Anyway, on to the normal elements that I talk about with any other craft show.

Price: This show is an easy yes for us at $40. It’s always been really reasonable (I think the first year we did it was only $25), even though the total shopping time for the event is less than 3 hours. It’s always on a Tuesday evening–shopping typically starts at about 4:30 p.m., which is a little earlier than most of the women are there, but they all trickle in by 6:30, and with almost 1,000 attendees, it gets crazy busy.

During the dinner, music, and program (which is always fantastic), shopping is closed, but it opens up again after the event, which is nice–I think it gives some of the more hesitant customers time to really think about what they want to purchase and then an opportunity to come back later. I will say that the busiest time is definitely before dinner; since it’s often snowy and cold here in early December, I think most people are eager to get home and get warm as soon as possible (especially if they have to work the next day).

Skirted tables and chairs are provided, which is a nice bonus at this price point–most shows I go to charge extra for a plain, ugly folding table, so these are far and away better than that!

Location: The Gala is held at the Palazzo Grande in Clinton Township, and the ballroom is set up with the dinner tables in the middle and the vendors along either side of the room in double rows.

As you can see from the photos, the carpet and decor are fairly generic–what you’d expect from a standard banquet center. To be honest, the pickiest thing for me about this show (which is a super little item in the grand scheme of things) is just that putting my pieces against this backdrop doesn’t always show them at their best (especially in photos). I definitely prefer to have a much cleaner palate to work with–my white tent, for example. I always feel like the carpet and wallpaper are a little distracting from my particular pieces.

The only other thing that is a little hard is that the vendors only have three and half hours to set up the day of the event, which doesn’t leave a lot of time to make the booth super pretty, set everything up in it, go home, get dressed and ready for a fancy event, and then come back to the venue again (depending on the weather and early rush hour traffic, it takes me about 30-45 minutes to get to this particular show).

This year we had a problem that we’ve never had before, and I think it was because we had so many big pieces–there wasn’t a lot of overflow space, and when someone bought something, they couldn’t just take it with them, because they were headed back to their table for dinner. That’s definitely a challenge that is unique to this show, since usually people take their pieces with them to put in their car or to a holding tent of some kind. It got a little confusing for the customers, since the pieces were still just right there. I hate having to tell people that things are already sold–luckily, a lot of the pieces I was able to reproduce easily, and so we were able to take several special orders.

######

TASK INSTRUCTIONS
a) In the craft show review, on what day of the week is the show always held?
b) Pick up the craft show review after its final sentence and keep writing in the same voice.

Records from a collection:
######

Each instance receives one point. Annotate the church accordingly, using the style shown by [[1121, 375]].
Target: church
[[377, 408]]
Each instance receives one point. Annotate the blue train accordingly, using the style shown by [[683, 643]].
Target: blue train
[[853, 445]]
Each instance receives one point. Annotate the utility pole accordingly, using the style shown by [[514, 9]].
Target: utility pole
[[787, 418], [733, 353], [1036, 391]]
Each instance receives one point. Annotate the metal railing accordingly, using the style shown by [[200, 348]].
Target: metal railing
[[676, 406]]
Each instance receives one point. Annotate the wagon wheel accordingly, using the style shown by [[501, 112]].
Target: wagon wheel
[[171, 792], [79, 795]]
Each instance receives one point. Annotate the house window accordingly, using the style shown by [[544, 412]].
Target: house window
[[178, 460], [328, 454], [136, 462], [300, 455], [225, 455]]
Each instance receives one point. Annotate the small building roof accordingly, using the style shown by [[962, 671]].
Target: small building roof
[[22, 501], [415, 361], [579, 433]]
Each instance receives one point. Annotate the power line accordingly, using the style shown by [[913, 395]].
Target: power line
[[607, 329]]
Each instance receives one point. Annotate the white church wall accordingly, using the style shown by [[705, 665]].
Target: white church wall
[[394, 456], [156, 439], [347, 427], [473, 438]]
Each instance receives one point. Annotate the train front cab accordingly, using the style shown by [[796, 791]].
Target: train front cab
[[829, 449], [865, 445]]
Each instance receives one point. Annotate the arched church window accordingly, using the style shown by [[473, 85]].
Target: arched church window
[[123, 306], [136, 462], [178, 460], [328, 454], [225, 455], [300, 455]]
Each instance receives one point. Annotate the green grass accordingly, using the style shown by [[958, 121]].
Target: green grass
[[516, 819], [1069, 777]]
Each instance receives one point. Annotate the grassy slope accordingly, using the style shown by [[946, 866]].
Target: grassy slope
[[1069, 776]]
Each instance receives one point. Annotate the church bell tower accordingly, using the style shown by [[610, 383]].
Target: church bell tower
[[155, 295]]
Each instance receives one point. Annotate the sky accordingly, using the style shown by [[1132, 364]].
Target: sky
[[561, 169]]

######

PER-TASK ANSWERS
a) Tuesday evening.

b)
Traffic: Like I said, the traffic is crazy. I think a lot of it has to do with the fact that I have relationships with a lot of the women there, partly because it’s my church and partly because we’ve been doing this event for five years now, and a lot of the women tell us they really look forward to seeing what we have in our booth every year.

Since the first year we came, it has been all we can do to keep up with receipts and credit card sales in between talking to the ladies and taking special order requests–there’s no way I’d be able to do this show in particular without my mom. Our booth was so crowded with pieces and people that I was stuck in that back corner for most of the night (not even time for a bathroom break!) and my mom had to do the moving around and the answering of questions during the majority of the time.


Who else out there is with me about December events? I know that there are some really good ones out there, and of course, it’s prime time for the folks out looking for a handmade Christmas gift–if you’re out there selling until Christmas Eve, that’s awesome!

Someday, that might be me…I know December is prime time, but those weeks are too precious to me at this time in my life.

I’d love to hear about your holiday shows in the comments below!

Talk soon,

Jess

 

 

Vintage Market Review: Hocus Pocus at the Monroe County Fairgrounds, Monroe, MI

I’m a little behind in getting this review out to you guys–we were at this show two weekends ago, October 7-8, 2017–I feel like I just got back from my annual creative writing trip with my college students (it’s actually been three whole days…). Hocus Pocus was a super fun event, and a great way to close out the year of outdoor shows.

This is kind of a unique review because this is the first show where we actually stayed on the grounds all weekend camping! It was really fun and totally worth it to spend the night right there rather than driving back and forth, since the commute was over an hour. My parents stayed on the campground Friday and Saturday night, but we had a birthday party and gymnastics on Saturday, so my mom ran the market most of Saturday and then we came in the afternoon and spent just one night with them.

Hocus Pocus was hosted by The Vintage Market, LLC—they do several events throughout the year, and I was actually invited to do one of their shows last year, but I couldn’t have pulled it off with my 2016 fall schedule, even though it looked like a lot of fun. This year, I decided to try it, since my fall is a lot less crazy. When I first signed up, I wasn’t even thinking about camping, but my mom really wanted to—my parents have a pop-up camper and we hardly used it this year, so she was really itching to get it out. My parents used to camp all the time, and it was kind of sad that we really didn’t get to this summer, since it was so busy.

For me, this photo really sums up the essence of the weekend:

Clouds Over the Vintage Market

I love October skies.

Price: This show was $150 for the two days for an outside spot (which is what we had), though there were inside spaces available for the same price. They also have their own tents, spaces under which are $200.

They charged $5 admission for customers coming in to this show, which was clearly communicated ahead of time on all of their promotional material.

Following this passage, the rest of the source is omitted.